Dataset items:
+++

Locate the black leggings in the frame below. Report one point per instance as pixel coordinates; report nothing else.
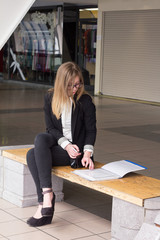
(42, 157)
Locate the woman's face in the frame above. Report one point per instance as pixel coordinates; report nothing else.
(74, 86)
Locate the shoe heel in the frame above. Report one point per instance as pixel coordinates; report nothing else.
(49, 211)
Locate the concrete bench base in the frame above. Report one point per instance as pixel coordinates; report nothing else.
(128, 215)
(16, 183)
(127, 218)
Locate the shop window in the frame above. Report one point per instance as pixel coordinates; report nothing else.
(36, 46)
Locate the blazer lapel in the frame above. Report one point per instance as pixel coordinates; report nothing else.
(74, 119)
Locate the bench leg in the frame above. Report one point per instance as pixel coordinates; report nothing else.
(127, 218)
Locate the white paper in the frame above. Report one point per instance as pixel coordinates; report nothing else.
(113, 170)
(122, 167)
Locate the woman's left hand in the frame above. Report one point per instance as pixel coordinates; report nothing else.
(87, 161)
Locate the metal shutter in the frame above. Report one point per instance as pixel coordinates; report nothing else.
(131, 54)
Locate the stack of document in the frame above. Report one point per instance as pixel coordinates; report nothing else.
(113, 170)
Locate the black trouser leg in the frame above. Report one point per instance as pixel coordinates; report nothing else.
(41, 159)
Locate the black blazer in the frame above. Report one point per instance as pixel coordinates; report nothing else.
(83, 121)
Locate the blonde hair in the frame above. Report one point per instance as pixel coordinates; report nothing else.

+++

TO DO: Please repeat, exactly and only, the lines from the one containing "Locate the woman's left" through the last line of the records, both included.

OUTPUT:
Locate the woman's left hand in the frame above. Report one point per instance as pixel coordinates; report nothing else.
(87, 161)
Locate the metal shutter in the frame above. Report one point per instance as pixel coordinates; report nothing else.
(131, 54)
Locate the stack of document in the frame above. Report one point per instance as pixel coordinates; report nothing else.
(113, 170)
Locate the black trouser leg in the frame above. Report one point per instance as pixel coordinates; report nothing else.
(41, 159)
Locate the black blazer in the frame above. Report one point per instance as pixel coordinates; report nothing else.
(83, 121)
Locate the blonde hair in the frame above. Report one point per instance as pixel coordinates; report nothing else.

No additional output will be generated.